### GOAL OF THE EXERCISE
When you write the records again, keep every line exactly as it was.

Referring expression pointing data
*****

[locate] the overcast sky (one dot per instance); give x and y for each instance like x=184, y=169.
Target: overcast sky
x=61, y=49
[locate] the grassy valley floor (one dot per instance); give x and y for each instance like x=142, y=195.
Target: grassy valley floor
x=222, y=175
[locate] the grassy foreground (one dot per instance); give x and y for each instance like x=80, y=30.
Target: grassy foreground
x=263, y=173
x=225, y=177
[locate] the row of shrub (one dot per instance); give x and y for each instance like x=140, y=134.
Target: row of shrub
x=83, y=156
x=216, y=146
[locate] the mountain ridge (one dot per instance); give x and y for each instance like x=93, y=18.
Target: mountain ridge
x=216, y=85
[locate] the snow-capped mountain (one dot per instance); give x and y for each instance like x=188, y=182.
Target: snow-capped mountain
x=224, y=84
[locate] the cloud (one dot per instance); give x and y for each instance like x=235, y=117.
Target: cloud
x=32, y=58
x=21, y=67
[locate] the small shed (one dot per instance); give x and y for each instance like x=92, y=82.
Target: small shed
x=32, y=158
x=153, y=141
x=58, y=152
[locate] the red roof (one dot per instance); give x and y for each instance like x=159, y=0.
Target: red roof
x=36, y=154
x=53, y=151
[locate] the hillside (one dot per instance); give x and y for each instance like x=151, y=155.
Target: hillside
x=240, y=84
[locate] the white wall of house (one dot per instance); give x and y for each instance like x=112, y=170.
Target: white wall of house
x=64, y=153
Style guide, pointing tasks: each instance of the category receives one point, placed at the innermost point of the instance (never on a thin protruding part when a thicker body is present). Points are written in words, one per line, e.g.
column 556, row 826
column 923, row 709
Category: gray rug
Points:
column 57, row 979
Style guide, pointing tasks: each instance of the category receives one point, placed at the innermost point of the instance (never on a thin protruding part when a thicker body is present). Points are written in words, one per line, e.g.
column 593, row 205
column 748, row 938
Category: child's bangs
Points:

*****

### RESPONSE AREA
[locate] the overcast sky (one dot per instance); give x and y for each instance like x=184, y=169.
Target: overcast sky
x=61, y=49
[locate] the grassy valley floor (one dot per instance); give x and y for each instance like x=142, y=195.
Target: grassy valley floor
x=222, y=175
[locate] the grassy foreground (one dot per instance); give x and y for each instance like x=80, y=30.
Target: grassy foreground
x=263, y=173
x=225, y=177
[locate] the row of shrub (one dot per instance); give x and y for each instance like x=140, y=134.
Target: row of shrub
x=83, y=156
x=216, y=146
[locate] the mountain ridge (one dot per instance); give x and y for each instance like x=93, y=18.
Target: mountain ridge
x=216, y=85
[locate] the snow-capped mountain (one dot per instance); give x and y for each instance like x=188, y=182.
Target: snow-capped mountain
x=224, y=84
[locate] the cloud (one dot per instance); give x and y for each instance like x=235, y=117.
Target: cloud
x=32, y=58
x=21, y=67
[locate] the small shed (one dot per instance); give x and y for each instance like x=92, y=82.
Target: small shed
x=32, y=158
x=153, y=141
x=58, y=152
[locate] the red roof (one dot per instance); give x and y for each instance like x=159, y=0.
Target: red roof
x=36, y=154
x=53, y=151
[locate] the hillside (one dot per instance); give x and y for each instance like x=151, y=155.
Target: hillside
x=240, y=84
[locate] the white wall of house (one dot per instance); give x and y for each instance like x=112, y=170.
Target: white wall of house
x=64, y=153
Style guide, pointing tasks: each instance of the category receives one point, placed at the innermost point of the instance (never on a thin protruding part when a thicker body is present). Points are written in words, one per line, e.g.
column 556, row 826
column 923, row 709
Category: gray rug
Points:
column 57, row 979
Style guide, pointing tasks: each instance of the category receives one point, placed at the innermost point of the instance (never on a thin protruding part when a thicker body is present). Points are written in words, one per line, e.g.
column 593, row 205
column 748, row 938
Category: child's bangs
Points:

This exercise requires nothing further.